Study text =
====================

Take the stuff we talk about in Why Couples Fight. It’s really just a list of wrong ways to do things and right ways to do things. Ways that work, ways that don’t work. And we show the ways that work.
For example, making sure your partner feels heard before you shoot your mouth off is a life skill and it works to prevent conflict and produce solutions. Jumping in and cutting your partner off because you feel disempowered—or doing or saying things to make your partner feel disempowered—are skills that produce bad results: acrimony, resentment, and distance.
Now it just so happens that making sure your partner feels heard before you shoot your mouth off is not in the repertoire of the vast majority of people. So the vast majority of kids do not grow up in families where they learn this skill by osmosis, osmosis being the way we learn all the most important life skills. That’s how a mama lion teaches her cubs to survive: she has the skills, she displays those skills over and over, the cubs copy her over and over, they learn to survive.
It’s the same with the other skills we talk about in Why Couples Fight. Very few people grow up in families where the parents demonstrate how to avoid making power moves. On the contrary.
Very few people grow up in families where the parents demonstrate how to develop and discuss options, and do so without acrimony.
So freakin’ what!?! Very few people grow up in families where the parents teach their kids Latin and calculus. Do we act like freakin’ idiots and blame them for that? No. We go to school and learn Latin and calculus if we have a mind to.
Take my case. What right did I have to blame my mom for having a severely limited repertoire, given that she was an ignorant, peasant woman suddenly transported to Manhattan, via Holocaust-torn Central Europe? If we’d stayed in that place where you could only survive by trading in the black market, she’d have been the mother of the year, because she was great at that. She kept us alive with that.
It cuts even deeper than this. There’s a profound moral to this story:
The millennia of unchanging rural life when parents really could pass on to their kids everything they needed to function effectively as adults have been over for at least 200 years
Life is all about learning
The more you learn the better off you are
The faster you become aware of your areas of ignorance and misinformation, the better off you are
Once you’re out of elementary school, it’s up to you to take responsibility for what you learn. If you want to know something, you have to hunt it down and find a way to master it.

====================

Supplied records =

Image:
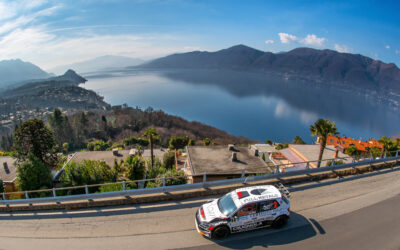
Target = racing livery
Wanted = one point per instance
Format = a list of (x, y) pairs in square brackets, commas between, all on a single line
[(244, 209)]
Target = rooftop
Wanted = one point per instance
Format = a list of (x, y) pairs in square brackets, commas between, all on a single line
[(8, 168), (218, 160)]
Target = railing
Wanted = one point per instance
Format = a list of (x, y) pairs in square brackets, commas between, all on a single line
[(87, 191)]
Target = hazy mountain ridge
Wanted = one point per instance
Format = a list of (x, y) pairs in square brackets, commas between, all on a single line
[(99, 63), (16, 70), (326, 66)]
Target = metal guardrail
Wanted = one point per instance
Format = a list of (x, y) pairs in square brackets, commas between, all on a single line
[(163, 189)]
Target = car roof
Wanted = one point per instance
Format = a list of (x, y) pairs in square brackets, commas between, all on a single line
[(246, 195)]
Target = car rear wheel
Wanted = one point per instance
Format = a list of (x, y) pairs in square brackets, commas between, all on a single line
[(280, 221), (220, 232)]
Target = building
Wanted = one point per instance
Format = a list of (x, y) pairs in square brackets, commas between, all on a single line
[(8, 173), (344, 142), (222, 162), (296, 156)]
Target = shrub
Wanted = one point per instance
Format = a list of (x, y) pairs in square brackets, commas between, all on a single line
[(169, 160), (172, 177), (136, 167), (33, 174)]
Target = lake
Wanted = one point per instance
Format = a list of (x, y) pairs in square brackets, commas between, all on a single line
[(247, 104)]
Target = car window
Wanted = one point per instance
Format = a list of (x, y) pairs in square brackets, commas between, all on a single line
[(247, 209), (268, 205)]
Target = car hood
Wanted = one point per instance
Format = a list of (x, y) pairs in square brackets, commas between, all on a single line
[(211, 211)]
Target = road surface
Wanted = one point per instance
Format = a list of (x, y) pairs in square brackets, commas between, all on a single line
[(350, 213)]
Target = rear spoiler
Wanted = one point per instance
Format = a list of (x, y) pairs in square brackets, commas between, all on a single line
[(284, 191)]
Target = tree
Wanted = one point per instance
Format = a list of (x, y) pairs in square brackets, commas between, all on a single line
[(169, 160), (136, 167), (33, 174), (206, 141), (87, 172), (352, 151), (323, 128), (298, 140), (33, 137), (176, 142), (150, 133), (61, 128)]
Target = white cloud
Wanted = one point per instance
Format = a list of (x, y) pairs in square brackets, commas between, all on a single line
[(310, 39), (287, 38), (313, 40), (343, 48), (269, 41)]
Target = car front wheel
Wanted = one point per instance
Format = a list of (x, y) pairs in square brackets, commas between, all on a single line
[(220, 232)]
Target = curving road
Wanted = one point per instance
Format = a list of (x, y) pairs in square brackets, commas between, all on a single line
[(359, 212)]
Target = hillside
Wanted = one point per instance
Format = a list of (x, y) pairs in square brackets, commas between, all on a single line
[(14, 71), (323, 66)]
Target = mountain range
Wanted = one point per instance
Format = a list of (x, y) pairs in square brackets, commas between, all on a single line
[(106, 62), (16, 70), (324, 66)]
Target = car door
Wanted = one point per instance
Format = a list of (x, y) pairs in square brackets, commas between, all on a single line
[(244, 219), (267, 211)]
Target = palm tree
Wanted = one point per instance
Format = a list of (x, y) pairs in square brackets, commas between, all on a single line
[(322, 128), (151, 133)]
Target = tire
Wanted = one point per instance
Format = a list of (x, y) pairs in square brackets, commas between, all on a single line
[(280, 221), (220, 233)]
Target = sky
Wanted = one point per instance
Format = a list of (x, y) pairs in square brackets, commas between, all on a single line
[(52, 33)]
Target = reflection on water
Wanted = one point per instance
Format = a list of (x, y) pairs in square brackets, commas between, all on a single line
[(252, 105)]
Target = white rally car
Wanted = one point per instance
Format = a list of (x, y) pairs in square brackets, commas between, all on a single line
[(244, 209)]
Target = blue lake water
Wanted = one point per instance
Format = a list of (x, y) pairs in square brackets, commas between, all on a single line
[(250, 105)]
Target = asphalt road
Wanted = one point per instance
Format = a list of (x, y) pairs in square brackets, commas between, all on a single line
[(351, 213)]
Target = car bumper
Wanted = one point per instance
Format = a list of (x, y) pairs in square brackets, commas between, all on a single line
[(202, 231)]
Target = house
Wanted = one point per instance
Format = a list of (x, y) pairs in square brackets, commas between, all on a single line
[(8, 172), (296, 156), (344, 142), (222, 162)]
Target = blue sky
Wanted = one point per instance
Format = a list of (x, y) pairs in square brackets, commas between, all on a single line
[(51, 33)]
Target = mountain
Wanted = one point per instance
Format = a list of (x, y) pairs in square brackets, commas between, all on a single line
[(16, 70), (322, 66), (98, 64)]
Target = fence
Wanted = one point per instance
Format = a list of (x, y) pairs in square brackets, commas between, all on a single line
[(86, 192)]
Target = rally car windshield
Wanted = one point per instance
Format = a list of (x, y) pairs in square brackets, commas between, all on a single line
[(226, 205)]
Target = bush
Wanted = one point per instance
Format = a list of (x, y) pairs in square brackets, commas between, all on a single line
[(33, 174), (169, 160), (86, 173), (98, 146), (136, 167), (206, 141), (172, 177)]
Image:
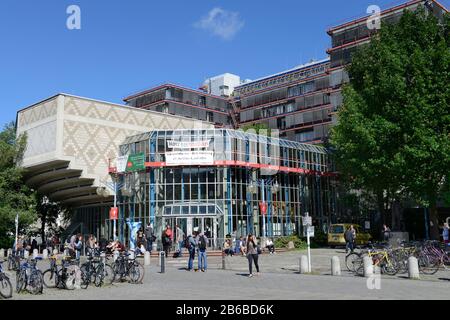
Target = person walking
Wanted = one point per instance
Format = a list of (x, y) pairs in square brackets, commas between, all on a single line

====================

Problem 1 =
Answer these questions from the passage on learning life skills:
(a) What bad results come from cutting your partner off or making your partner feel disempowered?
(b) How does a mama lion teach her cubs to survive?
(c) For at least how long has the era of unchanging rural life been over?
Problem 2 =
Extend the passage on learning life skills, picking up after its final sentence.
The rows are separate from the passage on learning life skills.

Task answer 1 =
(a) Acrimony, resentment, and distance.
(b) She has the skills and displays them over and over, and the cubs copy her over and over until they learn to survive.
(c) At least 200 years.

Task answer 2 =
If you need to learn something, start now. Don’t look back. Look forward.
And understand the learning curve:
Learning only seems hard because at first progress is slow. But it’s not hard because you’re stupid or because the subject matter is too hard. It seems hard because that’s the way learning goes. Discomfort turns into comfort. Unfamiliarity turns into familiarity. Difficulty turns into mastery. You’re actually on a kind of up-turning roller coaster! Hop on, take the ride, don’t worry about your progress, and you’ll slide up to master before you know it.
That’s how people who have good lives approach things.
Or you could blame your parents.
Why Couples Fight is offering you a way to have a better life on a silver platter.
NOTE: Everything I’ve said here applies to the roughly 97.5 percent of parents who
are what statisticians would call two standard deviations from the mean in terms of
being dysfunctional. These are the parents where you are getting into the territory not
of “stuff people know and stuff people don’t know,” but of diagnosable psychiatric
disorders. Parents who are f--ked up. Not parents who are limited but parents who
shouldn’t be parents.
In situations like this, where growing up in this household is a true nightmare, saying
“don’t blame your parents” seems too glib. It’s true that as the children of such parents
find their way to health they also find their way to let go of blame, but only because
they ultimately realize blame is hurting themselves more than anyone else. But if
you’re the adult child of such parents and you find the message in this post simplistic
to the point of being offensive, I understand and I apologize. It wasn’t aimed at you.